start MATERIAL TO PROCESS

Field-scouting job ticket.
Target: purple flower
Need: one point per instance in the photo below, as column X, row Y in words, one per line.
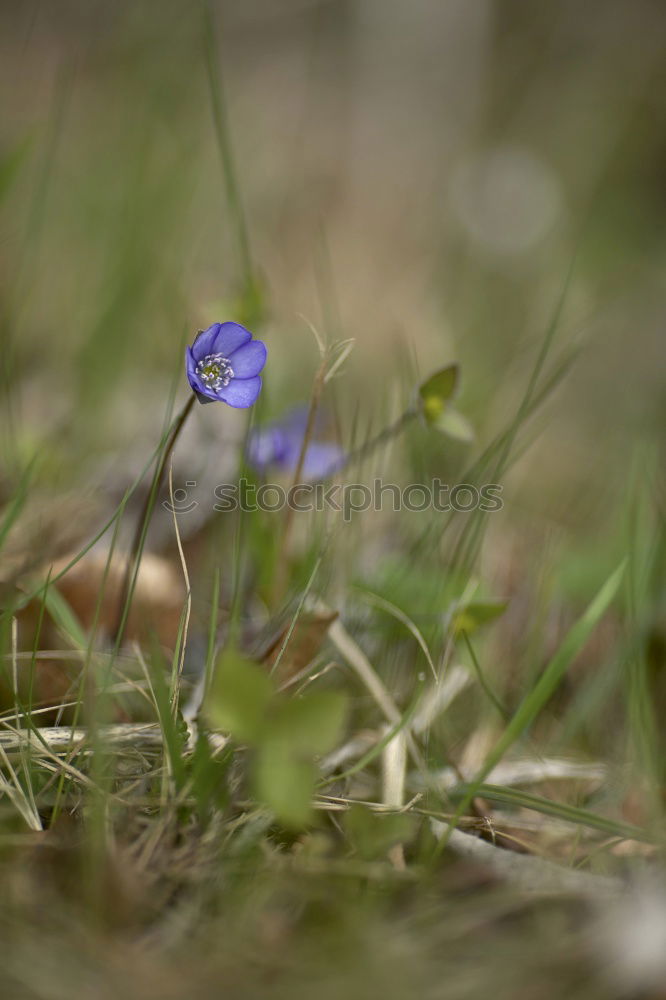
column 279, row 445
column 224, row 363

end MATERIAL TO PROCESS

INSTRUCTIONS TO FOLLOW: Convert the records above into a two-column CSV with the headers "instruction" and "answer", one row per record. Place each record's text and its answer in single quoted fields, replace line breaks with spaces, and omit the pictures.

TASK RESULT:
instruction,answer
"Field-scouting job ticket. Target: purple flower Need: one point per instance in the photo below, as column X, row Y in words, one per line.","column 279, row 445 column 224, row 363"